What the task requires: Extract every line in the material below that contains the string "dark". Matching is case-sensitive.
[Start Dataset rows]
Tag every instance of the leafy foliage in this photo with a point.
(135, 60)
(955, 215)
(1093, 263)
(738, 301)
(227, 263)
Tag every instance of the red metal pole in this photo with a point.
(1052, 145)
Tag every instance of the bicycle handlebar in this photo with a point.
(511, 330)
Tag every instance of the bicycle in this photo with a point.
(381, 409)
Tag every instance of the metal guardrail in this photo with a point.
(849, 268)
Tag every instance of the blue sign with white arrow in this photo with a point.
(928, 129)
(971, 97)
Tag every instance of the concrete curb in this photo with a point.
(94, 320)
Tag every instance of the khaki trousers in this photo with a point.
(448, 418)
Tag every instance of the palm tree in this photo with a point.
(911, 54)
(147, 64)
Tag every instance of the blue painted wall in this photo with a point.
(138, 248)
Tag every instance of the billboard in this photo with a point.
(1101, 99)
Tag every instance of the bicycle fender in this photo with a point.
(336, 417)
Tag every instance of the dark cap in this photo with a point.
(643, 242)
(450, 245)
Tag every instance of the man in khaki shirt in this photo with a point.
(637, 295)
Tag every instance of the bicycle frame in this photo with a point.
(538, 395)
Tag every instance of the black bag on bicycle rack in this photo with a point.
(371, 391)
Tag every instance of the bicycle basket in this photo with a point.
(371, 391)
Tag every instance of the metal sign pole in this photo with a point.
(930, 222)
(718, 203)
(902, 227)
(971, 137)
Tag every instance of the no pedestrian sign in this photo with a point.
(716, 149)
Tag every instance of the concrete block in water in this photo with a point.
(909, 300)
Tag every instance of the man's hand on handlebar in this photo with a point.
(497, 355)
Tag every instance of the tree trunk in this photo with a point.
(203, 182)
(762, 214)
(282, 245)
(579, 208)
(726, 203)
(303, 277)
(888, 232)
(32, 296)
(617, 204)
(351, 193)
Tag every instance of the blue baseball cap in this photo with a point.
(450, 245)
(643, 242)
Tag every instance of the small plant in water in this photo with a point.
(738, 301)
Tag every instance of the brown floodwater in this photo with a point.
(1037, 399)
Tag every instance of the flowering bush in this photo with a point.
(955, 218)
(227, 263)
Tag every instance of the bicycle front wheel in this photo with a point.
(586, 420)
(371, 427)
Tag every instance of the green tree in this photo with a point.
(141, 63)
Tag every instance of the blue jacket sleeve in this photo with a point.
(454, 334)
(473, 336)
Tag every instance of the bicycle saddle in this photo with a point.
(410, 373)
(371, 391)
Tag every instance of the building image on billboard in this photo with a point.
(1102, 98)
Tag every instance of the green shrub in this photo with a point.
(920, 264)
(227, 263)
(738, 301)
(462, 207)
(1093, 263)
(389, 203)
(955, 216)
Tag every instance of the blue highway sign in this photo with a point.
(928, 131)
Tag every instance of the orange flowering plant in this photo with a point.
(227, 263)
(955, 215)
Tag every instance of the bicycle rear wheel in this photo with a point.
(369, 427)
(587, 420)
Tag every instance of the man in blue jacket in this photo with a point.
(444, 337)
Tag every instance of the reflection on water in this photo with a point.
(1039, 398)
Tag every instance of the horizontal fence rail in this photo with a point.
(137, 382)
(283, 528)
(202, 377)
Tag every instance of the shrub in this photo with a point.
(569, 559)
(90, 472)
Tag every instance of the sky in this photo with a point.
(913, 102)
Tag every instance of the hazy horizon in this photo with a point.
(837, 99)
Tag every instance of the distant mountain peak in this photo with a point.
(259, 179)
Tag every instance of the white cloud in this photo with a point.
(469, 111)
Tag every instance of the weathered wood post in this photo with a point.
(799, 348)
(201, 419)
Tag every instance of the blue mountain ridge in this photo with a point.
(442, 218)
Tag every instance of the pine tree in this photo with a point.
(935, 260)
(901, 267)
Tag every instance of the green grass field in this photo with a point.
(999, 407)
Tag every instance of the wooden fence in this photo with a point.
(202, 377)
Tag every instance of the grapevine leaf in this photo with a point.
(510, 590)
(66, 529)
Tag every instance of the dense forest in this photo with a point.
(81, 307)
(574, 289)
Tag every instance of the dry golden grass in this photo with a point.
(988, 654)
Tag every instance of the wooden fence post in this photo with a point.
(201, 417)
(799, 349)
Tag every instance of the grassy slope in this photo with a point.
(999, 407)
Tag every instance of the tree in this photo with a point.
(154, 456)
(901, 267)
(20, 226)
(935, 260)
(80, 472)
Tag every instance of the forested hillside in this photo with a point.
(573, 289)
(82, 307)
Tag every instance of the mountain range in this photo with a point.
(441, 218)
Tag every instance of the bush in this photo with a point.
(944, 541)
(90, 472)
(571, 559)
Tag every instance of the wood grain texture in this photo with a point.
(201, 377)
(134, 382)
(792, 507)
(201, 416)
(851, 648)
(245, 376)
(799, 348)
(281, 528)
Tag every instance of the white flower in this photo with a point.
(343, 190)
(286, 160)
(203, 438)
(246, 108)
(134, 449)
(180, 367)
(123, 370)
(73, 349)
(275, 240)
[End Dataset rows]
[Start Dataset rows]
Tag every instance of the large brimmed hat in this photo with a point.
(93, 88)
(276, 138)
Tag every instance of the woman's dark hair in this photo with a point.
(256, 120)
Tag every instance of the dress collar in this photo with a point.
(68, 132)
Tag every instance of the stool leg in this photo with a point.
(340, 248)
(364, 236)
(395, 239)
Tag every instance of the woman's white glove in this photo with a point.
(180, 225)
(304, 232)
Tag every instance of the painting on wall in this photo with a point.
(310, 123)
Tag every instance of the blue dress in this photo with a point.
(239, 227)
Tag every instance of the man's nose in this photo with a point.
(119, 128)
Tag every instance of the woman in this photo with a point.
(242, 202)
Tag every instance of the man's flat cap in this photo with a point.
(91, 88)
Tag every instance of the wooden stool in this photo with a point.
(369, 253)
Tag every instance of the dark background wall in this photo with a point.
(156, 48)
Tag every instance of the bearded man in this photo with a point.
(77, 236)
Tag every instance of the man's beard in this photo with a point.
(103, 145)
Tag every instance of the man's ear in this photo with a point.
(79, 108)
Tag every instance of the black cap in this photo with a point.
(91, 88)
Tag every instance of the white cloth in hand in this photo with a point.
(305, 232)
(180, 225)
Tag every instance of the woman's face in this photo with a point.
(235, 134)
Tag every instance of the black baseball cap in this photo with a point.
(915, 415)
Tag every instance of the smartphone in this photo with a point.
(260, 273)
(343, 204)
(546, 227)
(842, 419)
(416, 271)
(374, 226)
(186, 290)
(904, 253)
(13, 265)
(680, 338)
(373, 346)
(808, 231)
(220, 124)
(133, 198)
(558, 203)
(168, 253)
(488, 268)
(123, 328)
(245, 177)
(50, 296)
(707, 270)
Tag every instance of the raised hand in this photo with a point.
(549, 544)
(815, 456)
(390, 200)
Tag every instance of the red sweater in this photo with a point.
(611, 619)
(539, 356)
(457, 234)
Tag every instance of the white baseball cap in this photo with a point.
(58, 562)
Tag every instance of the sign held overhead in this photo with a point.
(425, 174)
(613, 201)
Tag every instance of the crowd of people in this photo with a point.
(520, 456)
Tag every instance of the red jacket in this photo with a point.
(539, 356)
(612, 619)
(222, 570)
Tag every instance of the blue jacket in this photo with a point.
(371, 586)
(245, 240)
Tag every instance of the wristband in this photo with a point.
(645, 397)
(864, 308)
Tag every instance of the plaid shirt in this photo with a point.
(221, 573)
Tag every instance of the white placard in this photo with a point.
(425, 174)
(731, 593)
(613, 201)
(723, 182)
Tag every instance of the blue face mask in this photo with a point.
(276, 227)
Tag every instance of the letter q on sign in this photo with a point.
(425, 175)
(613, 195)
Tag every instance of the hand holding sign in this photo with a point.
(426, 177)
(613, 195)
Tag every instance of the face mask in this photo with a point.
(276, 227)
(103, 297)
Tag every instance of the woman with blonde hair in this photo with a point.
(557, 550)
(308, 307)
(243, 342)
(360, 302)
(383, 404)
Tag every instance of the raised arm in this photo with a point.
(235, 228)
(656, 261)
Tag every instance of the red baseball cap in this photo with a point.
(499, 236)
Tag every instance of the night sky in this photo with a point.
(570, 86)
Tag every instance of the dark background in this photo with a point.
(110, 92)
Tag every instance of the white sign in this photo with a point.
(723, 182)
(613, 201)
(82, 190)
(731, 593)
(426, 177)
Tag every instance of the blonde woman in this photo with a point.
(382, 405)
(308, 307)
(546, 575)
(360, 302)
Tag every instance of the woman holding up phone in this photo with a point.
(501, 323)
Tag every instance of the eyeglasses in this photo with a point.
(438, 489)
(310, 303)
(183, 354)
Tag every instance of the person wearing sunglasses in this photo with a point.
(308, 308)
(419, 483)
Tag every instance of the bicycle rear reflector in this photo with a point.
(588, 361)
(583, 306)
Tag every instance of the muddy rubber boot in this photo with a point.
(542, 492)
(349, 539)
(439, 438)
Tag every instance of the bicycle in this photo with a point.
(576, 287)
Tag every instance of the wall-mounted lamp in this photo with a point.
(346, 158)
[End Dataset rows]
Correct output:
Tag every instance of the dark cap in this photo with a point.
Tag every instance of the woman's dark hair in this photo with a point.
Tag every instance of the dark background wall in this photo with a point.
Tag every instance of the dark background in this photo with a point.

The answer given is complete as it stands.